REQUIREMENTS — Reproduce the data from the line with "Your task is to detect duck and" to the line with "[77,266,128,311]", both ends included, leaving all text lines as they are and multiplying every bounding-box coordinate by 0.6, rounded to whole numbers with halves going up. Output only those lines.

start RECORDS SUPPLIED

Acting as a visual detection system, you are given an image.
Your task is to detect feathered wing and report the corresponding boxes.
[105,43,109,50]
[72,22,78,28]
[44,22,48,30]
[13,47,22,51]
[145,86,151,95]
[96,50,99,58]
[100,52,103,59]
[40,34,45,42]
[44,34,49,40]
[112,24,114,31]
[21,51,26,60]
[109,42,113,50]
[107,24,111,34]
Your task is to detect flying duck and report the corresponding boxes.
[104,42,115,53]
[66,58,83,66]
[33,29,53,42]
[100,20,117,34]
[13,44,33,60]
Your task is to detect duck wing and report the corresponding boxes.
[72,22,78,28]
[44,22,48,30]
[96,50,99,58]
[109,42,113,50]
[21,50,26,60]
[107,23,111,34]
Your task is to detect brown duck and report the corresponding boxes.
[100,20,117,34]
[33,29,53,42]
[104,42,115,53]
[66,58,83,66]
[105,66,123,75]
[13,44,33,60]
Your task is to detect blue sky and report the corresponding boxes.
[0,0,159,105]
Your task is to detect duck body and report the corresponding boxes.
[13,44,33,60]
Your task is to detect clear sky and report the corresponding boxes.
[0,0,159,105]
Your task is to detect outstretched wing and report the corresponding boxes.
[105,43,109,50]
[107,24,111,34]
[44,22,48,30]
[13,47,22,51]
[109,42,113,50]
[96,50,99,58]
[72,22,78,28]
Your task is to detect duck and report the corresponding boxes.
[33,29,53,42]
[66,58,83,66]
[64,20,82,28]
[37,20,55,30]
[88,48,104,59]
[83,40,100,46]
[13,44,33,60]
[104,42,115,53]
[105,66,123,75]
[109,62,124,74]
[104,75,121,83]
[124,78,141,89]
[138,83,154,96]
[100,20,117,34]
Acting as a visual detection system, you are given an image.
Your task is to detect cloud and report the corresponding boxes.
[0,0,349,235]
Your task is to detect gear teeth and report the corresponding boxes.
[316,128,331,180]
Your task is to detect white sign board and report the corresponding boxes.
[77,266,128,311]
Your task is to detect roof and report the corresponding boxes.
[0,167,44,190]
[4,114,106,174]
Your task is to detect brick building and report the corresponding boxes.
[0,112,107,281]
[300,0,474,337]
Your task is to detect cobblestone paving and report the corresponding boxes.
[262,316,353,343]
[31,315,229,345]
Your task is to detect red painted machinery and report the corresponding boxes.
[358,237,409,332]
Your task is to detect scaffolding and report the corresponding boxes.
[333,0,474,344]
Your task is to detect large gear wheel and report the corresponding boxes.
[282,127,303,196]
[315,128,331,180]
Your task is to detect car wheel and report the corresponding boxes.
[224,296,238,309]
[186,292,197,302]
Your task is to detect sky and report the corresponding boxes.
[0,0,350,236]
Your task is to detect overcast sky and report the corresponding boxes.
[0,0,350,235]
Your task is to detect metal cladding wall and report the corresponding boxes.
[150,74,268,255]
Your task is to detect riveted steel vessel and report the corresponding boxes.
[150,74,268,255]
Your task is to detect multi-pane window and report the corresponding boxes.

end RECORDS SUPPLIED

RIGHT ANSWER —
Your task is to detect duck and report the corresponding boxes.
[20,17,32,25]
[40,35,50,40]
[38,12,49,17]
[22,12,33,18]
[53,29,62,35]
[50,24,60,28]
[8,26,20,36]
[62,25,69,32]
[63,40,74,45]
[65,37,74,44]
[62,45,73,50]
[74,47,85,53]
[83,50,92,58]
[60,12,70,20]
Acting as a visual detection system, you are given an image.
Your task is to detect cloud and report the corresponding boxes.
[0,0,209,141]
Your task is to detect gear teeth and report the corresponding boxes.
[190,77,199,108]
Your task is to detect white sign board and report the corresponding boxes.
[46,160,77,187]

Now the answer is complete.